Content starts
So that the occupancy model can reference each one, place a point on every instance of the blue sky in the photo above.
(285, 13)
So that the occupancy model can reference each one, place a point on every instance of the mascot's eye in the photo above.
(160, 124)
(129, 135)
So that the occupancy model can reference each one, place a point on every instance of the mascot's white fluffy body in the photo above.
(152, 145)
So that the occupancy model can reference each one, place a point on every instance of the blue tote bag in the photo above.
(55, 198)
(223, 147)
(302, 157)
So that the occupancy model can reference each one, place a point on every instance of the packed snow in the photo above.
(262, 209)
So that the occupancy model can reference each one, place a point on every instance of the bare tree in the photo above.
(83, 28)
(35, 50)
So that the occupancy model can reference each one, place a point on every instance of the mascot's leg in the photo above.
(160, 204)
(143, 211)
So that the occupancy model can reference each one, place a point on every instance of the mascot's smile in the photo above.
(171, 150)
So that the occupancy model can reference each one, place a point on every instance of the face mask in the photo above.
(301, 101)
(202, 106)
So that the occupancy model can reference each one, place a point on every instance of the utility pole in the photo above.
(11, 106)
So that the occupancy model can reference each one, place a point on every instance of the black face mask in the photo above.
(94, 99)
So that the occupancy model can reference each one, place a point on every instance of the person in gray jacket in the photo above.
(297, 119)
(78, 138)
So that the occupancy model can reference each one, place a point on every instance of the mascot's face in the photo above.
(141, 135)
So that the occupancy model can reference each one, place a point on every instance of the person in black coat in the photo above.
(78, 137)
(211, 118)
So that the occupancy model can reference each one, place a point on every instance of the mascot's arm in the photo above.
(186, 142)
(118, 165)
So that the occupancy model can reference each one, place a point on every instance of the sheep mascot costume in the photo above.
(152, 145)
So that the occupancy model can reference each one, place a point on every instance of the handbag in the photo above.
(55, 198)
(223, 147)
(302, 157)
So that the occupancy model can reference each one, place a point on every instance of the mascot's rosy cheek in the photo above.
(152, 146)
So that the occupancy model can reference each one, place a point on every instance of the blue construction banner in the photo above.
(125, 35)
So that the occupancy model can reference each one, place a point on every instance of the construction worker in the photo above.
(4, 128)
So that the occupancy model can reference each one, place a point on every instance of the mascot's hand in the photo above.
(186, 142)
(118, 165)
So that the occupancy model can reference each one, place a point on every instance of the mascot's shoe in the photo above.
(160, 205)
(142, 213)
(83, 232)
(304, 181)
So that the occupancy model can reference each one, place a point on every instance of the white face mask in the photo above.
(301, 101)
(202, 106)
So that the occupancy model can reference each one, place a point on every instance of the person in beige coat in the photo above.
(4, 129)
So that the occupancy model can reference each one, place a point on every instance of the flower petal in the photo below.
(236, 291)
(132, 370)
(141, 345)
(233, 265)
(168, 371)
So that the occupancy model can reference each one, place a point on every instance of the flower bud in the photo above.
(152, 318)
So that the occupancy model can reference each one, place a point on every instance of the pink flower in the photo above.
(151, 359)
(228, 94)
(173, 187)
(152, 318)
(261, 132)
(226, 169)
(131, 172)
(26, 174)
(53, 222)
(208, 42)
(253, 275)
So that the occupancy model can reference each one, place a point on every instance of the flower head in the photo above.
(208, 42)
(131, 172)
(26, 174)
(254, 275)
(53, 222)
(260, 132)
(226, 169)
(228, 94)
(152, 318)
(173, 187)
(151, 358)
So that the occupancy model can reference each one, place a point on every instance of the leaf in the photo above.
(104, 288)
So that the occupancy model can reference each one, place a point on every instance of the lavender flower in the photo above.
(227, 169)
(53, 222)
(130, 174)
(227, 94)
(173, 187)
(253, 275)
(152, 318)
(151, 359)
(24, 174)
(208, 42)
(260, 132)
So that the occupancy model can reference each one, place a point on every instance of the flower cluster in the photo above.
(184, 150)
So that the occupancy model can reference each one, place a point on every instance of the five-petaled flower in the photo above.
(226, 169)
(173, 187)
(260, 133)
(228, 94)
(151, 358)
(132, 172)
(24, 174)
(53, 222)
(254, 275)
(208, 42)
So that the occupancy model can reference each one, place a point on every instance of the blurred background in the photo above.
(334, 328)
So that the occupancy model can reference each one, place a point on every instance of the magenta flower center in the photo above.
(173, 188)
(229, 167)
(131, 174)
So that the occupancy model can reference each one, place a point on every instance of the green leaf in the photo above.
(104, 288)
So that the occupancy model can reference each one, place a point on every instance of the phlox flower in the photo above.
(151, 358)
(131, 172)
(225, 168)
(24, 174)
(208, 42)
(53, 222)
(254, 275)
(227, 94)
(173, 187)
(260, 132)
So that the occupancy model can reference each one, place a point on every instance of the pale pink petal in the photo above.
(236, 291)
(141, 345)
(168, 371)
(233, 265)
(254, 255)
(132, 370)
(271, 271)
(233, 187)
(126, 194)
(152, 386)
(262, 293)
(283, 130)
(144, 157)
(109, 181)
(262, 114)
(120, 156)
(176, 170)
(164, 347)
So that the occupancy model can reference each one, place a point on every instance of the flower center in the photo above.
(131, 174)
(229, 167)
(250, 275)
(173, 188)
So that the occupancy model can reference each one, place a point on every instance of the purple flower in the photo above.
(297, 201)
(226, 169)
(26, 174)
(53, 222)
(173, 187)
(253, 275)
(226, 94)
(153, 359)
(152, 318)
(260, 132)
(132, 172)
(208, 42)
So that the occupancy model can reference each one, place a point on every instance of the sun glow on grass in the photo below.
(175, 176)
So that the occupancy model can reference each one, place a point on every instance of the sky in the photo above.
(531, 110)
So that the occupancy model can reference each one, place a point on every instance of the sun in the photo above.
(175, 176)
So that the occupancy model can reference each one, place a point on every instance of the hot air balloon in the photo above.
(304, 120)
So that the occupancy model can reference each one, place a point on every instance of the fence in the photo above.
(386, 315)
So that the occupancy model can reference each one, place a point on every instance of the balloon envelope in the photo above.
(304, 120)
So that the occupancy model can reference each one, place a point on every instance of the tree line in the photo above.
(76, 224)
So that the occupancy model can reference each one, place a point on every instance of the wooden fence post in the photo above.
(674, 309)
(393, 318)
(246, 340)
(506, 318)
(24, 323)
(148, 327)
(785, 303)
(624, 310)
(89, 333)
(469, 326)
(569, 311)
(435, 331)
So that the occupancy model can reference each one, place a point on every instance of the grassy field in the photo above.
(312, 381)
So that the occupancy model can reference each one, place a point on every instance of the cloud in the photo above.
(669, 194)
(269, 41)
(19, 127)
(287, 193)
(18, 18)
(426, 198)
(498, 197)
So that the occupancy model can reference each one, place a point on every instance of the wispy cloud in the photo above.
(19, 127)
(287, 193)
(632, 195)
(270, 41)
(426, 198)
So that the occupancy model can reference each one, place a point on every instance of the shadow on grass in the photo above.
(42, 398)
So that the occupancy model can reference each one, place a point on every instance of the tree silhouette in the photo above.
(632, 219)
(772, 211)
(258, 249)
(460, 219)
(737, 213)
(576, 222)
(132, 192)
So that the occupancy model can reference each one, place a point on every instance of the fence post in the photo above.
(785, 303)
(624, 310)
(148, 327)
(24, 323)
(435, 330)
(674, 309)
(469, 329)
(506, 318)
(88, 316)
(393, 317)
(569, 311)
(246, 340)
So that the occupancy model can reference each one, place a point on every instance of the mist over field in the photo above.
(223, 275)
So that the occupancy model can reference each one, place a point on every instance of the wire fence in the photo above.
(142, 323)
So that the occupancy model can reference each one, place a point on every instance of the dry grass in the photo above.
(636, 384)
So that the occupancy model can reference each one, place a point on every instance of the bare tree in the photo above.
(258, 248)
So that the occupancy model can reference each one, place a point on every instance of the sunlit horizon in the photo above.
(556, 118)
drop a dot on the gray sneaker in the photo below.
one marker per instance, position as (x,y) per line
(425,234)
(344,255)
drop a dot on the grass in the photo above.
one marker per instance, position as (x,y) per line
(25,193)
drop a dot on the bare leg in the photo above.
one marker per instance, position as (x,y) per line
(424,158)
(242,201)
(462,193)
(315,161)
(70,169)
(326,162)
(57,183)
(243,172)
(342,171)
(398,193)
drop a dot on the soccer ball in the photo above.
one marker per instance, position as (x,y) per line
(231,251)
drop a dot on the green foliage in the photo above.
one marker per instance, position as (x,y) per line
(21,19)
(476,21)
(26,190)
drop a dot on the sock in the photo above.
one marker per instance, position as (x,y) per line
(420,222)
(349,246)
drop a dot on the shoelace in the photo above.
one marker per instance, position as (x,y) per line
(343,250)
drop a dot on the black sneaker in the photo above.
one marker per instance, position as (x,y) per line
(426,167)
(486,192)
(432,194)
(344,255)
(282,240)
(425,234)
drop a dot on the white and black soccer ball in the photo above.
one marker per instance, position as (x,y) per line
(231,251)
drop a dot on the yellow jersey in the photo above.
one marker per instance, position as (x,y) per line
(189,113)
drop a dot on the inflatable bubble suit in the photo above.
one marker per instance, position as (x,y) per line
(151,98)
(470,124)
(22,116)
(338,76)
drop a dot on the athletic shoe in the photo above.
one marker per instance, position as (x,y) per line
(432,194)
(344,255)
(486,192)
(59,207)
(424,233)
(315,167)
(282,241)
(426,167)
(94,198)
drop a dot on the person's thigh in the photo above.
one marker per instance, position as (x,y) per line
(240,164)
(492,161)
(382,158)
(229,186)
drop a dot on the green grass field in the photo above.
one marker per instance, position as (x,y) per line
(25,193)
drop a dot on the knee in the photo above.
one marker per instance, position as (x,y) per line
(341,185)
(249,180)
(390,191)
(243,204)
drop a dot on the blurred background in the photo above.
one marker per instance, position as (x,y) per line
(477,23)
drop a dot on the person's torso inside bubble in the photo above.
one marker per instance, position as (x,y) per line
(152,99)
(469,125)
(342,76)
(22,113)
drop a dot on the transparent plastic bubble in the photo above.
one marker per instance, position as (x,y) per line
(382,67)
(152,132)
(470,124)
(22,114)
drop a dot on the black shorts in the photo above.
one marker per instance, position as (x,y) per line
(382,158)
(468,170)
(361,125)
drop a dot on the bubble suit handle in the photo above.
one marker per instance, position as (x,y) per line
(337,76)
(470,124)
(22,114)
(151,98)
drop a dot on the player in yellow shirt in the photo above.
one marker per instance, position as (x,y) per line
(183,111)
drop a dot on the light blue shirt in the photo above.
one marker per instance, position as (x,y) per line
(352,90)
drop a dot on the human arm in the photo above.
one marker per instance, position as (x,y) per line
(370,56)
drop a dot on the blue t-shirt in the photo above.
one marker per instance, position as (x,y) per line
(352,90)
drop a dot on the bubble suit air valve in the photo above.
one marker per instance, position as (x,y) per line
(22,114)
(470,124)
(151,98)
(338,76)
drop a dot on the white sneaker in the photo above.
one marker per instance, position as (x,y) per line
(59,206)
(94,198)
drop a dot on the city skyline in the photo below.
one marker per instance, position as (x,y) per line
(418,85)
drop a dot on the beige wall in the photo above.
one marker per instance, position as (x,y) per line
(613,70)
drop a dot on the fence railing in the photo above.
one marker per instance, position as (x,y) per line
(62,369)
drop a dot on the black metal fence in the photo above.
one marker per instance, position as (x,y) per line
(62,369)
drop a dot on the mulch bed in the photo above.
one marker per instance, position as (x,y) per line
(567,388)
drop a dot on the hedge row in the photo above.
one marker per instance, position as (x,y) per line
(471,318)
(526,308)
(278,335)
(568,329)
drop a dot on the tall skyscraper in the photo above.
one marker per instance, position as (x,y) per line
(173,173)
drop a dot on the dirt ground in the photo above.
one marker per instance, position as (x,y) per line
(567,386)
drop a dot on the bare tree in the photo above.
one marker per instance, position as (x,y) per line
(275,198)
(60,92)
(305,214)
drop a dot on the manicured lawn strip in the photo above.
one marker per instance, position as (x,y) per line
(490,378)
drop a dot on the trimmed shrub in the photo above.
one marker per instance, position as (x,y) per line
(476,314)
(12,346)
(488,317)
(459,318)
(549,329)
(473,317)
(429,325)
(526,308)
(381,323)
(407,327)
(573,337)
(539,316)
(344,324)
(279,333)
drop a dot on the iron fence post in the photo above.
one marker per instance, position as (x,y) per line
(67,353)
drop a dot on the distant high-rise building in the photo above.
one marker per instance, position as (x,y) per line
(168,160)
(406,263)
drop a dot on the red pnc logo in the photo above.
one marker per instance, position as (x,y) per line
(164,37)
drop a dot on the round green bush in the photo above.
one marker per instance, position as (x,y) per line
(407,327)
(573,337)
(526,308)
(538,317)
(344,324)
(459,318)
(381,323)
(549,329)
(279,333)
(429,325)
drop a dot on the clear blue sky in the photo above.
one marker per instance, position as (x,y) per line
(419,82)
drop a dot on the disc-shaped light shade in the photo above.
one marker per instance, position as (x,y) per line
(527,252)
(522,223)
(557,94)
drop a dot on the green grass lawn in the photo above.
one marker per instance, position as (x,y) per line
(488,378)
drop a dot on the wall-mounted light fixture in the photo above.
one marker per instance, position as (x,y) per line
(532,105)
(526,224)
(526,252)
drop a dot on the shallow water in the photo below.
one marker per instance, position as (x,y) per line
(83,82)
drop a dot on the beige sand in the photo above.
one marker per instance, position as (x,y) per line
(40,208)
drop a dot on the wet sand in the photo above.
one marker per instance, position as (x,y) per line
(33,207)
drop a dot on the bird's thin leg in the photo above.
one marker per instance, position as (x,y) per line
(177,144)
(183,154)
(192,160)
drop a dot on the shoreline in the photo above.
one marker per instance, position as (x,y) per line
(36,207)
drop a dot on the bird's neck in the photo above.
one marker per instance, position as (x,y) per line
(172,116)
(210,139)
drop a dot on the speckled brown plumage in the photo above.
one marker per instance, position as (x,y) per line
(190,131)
Content ends
Task description: Scan the listing above and report how many of its lines hold the word "sneaker", giving the number only.

Solution: 3